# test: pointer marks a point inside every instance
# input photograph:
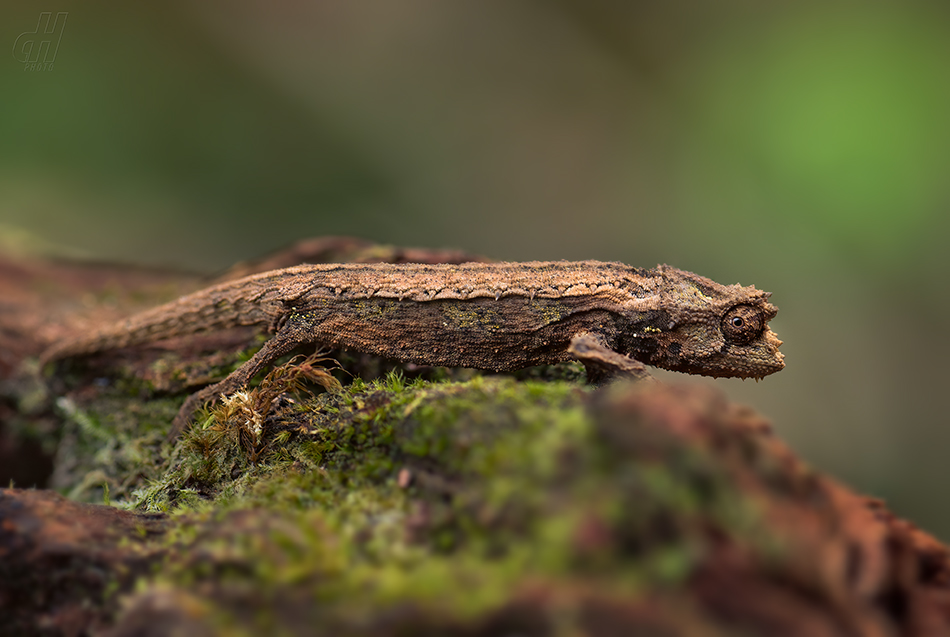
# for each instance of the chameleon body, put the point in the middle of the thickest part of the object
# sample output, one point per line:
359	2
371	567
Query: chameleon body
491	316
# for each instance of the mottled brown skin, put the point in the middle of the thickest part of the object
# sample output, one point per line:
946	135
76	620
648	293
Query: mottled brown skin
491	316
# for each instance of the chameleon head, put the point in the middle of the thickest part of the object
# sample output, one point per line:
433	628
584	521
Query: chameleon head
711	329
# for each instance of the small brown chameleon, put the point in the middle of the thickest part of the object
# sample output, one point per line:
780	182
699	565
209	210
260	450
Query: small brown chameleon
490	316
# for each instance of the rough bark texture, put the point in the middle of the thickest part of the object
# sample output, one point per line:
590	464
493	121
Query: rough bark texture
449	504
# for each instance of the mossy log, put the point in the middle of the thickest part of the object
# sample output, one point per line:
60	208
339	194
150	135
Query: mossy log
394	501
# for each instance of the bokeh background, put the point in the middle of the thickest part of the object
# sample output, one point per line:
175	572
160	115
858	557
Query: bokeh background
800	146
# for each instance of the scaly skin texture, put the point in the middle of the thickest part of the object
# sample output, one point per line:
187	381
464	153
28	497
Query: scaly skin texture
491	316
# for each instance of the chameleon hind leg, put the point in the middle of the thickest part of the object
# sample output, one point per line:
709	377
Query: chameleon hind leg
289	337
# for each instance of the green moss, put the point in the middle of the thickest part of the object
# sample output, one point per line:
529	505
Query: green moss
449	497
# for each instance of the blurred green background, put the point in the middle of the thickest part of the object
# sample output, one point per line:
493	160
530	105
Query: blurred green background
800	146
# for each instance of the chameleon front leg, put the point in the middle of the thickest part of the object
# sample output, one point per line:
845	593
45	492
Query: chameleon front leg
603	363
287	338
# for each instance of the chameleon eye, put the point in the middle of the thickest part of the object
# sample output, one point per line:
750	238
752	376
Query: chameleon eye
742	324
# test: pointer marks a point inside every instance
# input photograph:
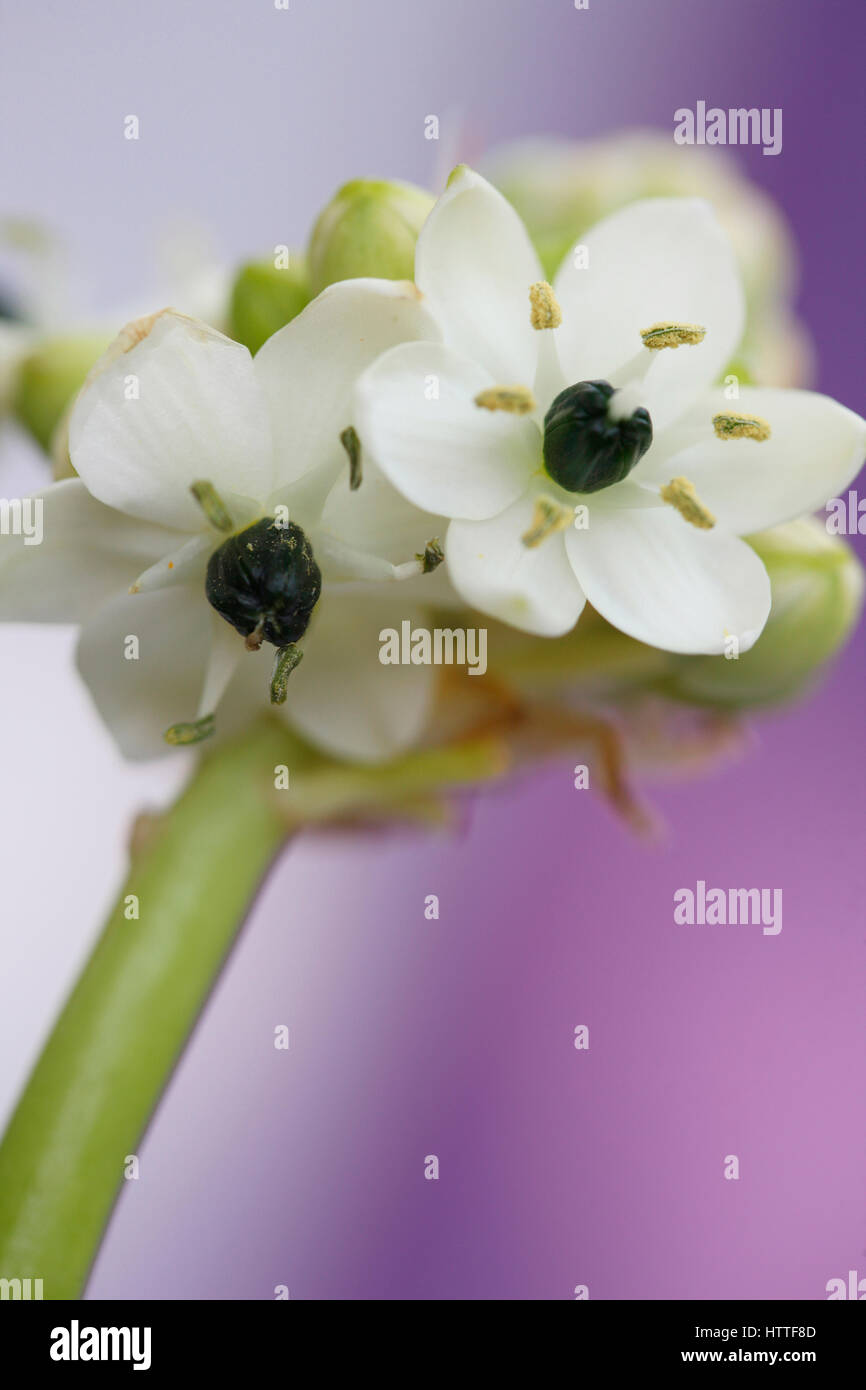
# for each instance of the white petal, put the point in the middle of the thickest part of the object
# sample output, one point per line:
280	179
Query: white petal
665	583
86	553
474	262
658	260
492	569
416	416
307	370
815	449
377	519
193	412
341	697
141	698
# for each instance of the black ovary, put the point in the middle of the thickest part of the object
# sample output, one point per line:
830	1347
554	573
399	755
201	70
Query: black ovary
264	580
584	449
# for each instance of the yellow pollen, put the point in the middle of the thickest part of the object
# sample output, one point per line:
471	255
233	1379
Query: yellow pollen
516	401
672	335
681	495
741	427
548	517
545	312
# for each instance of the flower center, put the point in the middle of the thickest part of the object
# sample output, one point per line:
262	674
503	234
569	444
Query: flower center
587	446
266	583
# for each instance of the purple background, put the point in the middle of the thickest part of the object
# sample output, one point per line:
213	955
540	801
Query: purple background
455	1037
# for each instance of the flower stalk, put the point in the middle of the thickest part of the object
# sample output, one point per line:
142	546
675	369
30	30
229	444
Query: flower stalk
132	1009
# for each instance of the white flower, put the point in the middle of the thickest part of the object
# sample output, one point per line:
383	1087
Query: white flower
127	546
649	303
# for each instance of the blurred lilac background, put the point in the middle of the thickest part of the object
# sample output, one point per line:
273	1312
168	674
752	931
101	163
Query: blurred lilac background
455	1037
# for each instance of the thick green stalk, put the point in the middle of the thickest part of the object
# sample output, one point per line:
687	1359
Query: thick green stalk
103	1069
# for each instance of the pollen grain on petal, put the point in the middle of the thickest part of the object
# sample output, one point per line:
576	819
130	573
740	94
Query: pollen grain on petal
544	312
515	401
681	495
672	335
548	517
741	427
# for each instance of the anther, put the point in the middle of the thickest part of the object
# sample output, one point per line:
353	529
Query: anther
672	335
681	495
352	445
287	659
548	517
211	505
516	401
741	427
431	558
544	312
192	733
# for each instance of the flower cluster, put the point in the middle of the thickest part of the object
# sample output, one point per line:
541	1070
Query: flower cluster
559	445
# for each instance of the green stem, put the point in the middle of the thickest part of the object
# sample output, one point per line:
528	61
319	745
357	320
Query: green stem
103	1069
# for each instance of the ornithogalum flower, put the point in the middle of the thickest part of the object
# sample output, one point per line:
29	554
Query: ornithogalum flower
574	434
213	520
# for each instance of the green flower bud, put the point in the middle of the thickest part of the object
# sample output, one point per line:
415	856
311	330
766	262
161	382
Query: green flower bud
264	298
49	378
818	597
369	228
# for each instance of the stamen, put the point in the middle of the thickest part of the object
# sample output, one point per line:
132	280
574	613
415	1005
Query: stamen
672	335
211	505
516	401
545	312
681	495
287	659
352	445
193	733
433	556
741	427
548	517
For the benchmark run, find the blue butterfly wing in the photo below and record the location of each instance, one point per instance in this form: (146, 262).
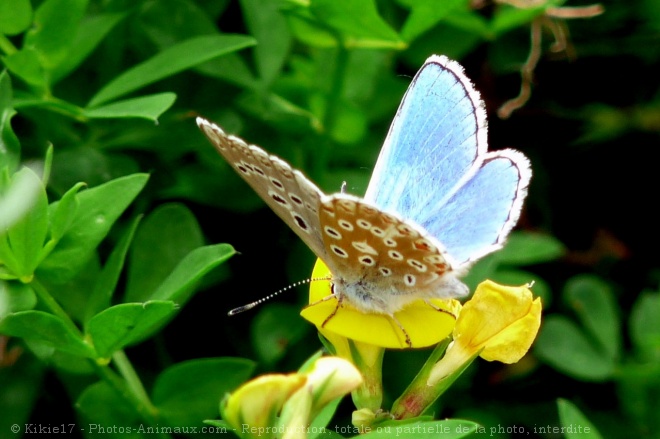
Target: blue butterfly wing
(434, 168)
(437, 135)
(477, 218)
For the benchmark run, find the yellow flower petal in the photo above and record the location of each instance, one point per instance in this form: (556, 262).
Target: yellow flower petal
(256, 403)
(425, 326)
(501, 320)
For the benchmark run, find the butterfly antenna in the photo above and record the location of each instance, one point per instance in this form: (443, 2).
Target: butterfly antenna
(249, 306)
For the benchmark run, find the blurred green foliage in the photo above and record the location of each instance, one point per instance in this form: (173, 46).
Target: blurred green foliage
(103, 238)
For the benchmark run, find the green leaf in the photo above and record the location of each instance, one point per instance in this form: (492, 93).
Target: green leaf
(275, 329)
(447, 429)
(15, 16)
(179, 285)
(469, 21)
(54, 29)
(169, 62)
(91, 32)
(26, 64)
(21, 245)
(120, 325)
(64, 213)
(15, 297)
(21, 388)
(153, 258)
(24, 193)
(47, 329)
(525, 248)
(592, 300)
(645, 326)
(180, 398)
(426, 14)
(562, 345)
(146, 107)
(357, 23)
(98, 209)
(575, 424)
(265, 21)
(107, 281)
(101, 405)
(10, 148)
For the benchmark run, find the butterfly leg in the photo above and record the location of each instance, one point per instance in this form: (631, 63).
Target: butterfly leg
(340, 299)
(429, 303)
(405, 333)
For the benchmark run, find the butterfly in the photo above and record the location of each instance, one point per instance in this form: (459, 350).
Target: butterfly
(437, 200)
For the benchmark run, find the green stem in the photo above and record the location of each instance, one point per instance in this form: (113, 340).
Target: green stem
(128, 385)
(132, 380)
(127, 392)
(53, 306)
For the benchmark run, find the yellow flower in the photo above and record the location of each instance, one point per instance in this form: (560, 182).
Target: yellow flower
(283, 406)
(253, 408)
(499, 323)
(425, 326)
---
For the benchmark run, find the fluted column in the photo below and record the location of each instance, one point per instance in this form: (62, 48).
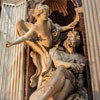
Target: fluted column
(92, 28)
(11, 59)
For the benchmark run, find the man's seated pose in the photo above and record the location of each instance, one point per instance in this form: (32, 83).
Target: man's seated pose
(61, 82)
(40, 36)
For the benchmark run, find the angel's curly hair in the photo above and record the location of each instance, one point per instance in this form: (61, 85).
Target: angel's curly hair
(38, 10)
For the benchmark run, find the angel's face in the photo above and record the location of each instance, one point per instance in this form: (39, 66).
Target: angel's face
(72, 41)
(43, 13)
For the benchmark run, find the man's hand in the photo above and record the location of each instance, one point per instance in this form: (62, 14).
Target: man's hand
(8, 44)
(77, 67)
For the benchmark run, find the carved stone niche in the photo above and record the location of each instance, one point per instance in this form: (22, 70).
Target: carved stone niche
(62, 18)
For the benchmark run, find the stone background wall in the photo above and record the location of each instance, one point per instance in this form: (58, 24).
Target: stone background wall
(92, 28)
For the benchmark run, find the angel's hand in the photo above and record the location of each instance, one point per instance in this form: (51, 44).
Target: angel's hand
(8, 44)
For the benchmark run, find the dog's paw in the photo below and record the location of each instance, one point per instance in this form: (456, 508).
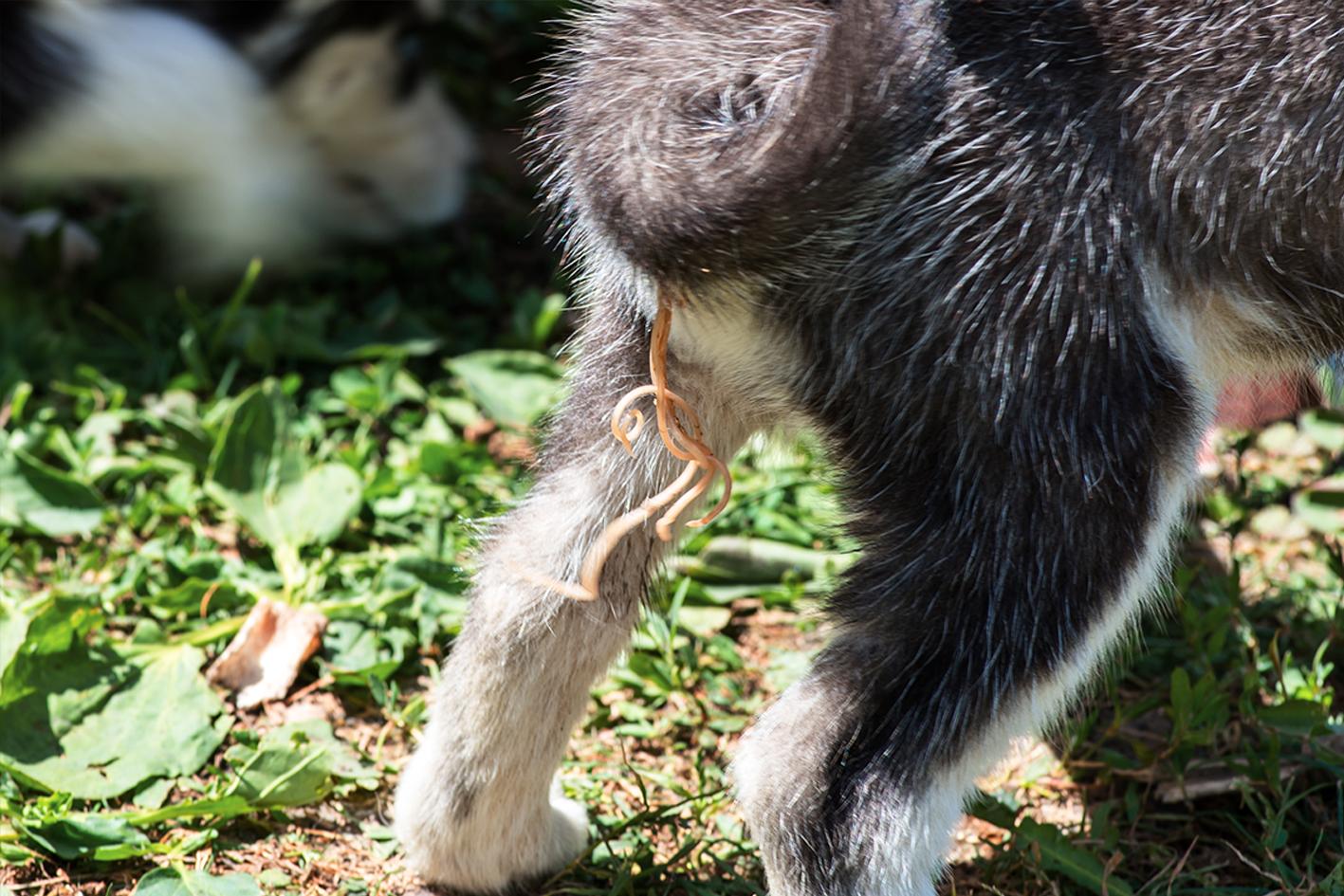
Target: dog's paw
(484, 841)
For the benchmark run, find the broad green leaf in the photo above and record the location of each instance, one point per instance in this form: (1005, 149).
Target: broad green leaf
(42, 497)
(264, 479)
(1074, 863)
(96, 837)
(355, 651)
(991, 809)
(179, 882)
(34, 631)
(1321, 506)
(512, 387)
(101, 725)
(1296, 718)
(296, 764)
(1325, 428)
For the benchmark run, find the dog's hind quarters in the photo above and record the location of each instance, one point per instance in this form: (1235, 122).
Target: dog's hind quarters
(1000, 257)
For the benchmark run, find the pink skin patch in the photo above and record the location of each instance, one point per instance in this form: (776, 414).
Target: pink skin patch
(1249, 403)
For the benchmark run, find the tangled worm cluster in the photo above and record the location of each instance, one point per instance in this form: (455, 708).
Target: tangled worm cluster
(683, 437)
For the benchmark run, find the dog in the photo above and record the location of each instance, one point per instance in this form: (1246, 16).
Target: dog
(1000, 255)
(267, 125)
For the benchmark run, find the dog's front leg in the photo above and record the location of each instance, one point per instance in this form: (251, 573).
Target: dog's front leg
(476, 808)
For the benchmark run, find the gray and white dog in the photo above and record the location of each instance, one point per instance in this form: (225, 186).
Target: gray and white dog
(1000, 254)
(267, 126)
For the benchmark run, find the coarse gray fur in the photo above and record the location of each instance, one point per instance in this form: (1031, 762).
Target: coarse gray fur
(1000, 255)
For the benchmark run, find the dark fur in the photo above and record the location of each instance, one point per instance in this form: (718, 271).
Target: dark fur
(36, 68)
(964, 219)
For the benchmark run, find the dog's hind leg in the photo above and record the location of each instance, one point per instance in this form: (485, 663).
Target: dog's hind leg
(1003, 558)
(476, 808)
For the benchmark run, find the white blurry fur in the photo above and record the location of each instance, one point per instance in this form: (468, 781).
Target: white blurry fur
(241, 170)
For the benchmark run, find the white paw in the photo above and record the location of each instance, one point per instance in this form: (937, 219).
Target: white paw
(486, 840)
---
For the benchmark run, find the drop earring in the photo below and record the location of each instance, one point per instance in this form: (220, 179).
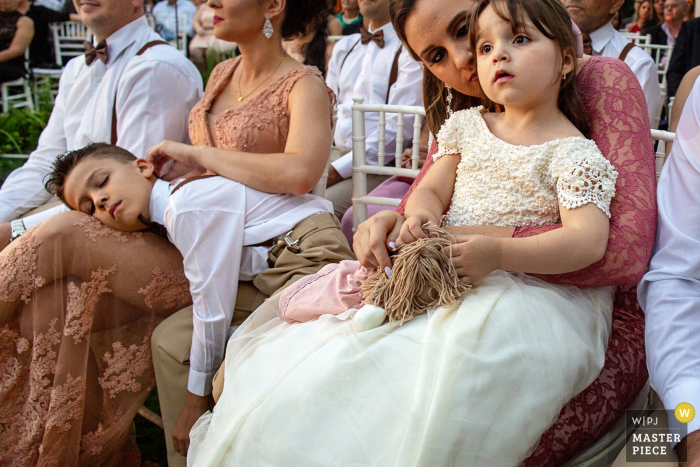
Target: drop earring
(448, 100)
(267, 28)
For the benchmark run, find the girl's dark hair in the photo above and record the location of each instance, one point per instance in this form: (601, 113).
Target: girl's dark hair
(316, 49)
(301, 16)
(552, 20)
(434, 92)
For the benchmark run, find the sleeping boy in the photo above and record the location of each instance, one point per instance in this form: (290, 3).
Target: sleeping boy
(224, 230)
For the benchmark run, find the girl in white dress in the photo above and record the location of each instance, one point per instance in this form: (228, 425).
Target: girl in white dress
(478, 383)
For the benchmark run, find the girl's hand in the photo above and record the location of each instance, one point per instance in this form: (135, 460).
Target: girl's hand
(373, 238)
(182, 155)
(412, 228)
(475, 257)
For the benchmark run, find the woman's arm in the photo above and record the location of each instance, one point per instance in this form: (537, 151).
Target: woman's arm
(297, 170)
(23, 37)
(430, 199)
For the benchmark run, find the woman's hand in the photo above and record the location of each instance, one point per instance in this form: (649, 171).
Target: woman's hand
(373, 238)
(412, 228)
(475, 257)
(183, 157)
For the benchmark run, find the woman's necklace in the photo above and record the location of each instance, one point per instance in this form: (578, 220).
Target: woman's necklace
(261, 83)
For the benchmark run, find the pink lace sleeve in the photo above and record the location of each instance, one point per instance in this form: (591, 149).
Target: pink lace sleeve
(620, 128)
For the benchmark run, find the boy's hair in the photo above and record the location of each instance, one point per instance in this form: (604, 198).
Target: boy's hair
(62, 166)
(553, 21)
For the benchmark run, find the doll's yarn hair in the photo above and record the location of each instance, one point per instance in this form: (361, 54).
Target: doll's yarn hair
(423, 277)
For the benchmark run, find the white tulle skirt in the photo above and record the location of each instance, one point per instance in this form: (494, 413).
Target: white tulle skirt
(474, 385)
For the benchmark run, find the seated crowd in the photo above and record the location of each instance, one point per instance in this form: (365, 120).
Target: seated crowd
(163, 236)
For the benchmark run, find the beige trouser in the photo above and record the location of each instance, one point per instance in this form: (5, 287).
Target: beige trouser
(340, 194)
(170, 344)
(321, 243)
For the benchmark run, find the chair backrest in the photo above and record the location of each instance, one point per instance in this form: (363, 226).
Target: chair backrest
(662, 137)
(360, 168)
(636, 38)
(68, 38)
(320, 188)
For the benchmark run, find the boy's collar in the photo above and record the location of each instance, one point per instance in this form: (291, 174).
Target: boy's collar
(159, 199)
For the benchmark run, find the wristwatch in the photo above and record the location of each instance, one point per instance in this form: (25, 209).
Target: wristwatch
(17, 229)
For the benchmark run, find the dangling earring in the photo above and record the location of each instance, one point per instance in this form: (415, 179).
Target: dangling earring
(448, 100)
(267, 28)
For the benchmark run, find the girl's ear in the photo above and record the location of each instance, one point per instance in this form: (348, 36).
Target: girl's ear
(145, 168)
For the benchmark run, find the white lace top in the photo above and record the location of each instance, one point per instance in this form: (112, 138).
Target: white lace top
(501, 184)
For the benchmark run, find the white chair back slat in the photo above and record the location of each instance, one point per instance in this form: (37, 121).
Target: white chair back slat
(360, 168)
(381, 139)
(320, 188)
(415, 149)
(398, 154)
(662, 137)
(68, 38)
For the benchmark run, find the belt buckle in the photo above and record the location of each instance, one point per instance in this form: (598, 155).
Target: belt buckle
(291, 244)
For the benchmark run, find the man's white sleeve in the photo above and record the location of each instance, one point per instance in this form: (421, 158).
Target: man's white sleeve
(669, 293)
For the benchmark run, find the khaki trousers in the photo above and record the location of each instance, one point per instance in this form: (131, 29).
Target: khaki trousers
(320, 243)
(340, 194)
---
= Set task =
State how many lines of the data above contain the string "blue" with its case matched exactly, and reply with that number alone.

= Written response =
2